Problem to solve:
Exactly the lines from the opening of the records through the line containing "like [44, 492]." should be copied, with both included.
═══
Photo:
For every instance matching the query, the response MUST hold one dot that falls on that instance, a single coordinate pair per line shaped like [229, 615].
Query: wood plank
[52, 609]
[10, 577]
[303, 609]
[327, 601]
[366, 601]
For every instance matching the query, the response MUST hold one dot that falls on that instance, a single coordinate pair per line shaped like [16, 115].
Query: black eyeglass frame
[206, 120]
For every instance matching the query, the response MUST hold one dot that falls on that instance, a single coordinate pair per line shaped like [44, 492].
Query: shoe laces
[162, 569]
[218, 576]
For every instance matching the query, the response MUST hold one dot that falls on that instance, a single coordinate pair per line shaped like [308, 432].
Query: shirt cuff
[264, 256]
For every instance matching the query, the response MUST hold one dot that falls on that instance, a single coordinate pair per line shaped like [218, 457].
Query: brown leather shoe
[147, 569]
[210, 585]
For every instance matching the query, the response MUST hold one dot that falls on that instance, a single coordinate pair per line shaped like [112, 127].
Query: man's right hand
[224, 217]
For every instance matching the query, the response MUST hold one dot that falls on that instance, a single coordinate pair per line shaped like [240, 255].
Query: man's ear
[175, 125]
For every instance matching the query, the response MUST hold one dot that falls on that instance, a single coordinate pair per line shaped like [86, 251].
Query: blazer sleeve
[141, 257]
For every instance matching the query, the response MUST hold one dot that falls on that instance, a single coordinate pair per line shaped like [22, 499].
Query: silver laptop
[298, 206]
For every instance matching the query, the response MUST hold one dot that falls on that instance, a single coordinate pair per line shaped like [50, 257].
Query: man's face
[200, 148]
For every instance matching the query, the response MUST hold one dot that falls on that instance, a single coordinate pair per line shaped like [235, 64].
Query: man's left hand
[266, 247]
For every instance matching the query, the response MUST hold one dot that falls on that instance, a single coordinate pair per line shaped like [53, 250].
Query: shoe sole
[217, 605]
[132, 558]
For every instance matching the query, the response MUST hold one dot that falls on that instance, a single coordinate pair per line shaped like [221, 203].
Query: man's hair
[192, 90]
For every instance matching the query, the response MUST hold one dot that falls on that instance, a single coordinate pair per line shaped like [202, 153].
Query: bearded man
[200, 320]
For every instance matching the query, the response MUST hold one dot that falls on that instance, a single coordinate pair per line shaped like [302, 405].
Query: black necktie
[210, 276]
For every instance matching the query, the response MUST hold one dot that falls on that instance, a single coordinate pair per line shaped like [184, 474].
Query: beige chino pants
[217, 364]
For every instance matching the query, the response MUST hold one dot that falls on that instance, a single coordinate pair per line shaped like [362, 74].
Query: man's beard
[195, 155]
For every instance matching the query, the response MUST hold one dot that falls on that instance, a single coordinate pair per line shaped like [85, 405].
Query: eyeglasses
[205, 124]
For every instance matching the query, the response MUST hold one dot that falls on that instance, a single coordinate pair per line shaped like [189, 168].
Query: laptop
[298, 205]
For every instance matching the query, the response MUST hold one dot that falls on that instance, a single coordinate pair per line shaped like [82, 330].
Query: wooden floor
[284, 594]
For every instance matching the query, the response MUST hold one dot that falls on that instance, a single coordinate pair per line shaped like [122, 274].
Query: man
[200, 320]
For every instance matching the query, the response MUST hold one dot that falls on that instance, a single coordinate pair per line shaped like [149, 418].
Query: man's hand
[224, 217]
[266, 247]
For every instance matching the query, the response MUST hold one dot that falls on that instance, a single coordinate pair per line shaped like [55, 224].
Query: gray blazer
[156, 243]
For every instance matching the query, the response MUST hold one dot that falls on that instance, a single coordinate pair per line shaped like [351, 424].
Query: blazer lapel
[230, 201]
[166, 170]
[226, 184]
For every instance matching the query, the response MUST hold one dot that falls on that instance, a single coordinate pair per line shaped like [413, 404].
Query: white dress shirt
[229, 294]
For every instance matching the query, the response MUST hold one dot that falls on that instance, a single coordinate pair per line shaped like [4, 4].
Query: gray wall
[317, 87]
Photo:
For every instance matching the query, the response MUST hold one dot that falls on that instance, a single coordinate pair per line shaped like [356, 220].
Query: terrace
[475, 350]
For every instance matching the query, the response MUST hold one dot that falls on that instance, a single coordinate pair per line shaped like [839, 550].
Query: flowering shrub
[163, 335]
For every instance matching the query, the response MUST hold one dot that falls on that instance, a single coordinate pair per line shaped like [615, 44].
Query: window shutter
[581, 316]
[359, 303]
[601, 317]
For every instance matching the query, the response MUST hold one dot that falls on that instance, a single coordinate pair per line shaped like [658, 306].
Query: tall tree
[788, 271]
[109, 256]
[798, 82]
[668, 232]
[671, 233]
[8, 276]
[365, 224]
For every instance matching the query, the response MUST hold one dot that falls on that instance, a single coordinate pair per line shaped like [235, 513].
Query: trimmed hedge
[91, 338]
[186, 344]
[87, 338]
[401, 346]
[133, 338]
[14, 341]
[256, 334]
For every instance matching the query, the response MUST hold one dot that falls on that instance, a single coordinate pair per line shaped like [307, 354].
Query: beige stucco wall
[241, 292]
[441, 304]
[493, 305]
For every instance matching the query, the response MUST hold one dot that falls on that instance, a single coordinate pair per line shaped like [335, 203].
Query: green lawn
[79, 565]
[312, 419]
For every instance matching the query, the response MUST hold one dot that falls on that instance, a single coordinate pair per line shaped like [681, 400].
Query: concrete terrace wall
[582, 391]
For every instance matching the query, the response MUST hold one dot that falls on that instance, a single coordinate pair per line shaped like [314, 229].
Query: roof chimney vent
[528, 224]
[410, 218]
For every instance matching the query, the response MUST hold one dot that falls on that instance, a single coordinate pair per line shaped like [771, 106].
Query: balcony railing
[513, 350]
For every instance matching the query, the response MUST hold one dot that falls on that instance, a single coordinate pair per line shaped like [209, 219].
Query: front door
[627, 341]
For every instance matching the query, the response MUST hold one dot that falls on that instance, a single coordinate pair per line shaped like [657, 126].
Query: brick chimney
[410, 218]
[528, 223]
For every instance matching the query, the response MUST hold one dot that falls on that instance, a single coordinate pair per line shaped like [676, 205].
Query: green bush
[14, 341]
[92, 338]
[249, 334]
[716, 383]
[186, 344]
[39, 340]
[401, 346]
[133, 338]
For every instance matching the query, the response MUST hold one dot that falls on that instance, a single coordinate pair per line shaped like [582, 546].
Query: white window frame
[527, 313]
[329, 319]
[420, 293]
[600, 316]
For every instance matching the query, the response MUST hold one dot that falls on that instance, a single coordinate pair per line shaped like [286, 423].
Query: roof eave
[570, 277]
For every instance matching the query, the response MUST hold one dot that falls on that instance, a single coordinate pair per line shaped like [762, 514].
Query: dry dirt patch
═══
Result below:
Photo:
For every instance matching the query, the response MUST hold one dot that falls on that instance, a single coordinate pair per line shaped like [229, 615].
Query: wood plank
[52, 609]
[10, 577]
[303, 609]
[327, 601]
[366, 601]
For every instance matching the query, the response MUST hold one dot that falls on that instance, a single coordinate pair per line shaped like [16, 115].
Query: black eyeglass frame
[206, 120]
For every instance matching the query, the response MUST hold one dot that falls on that instance, a single coordinate pair per line shaped like [44, 492].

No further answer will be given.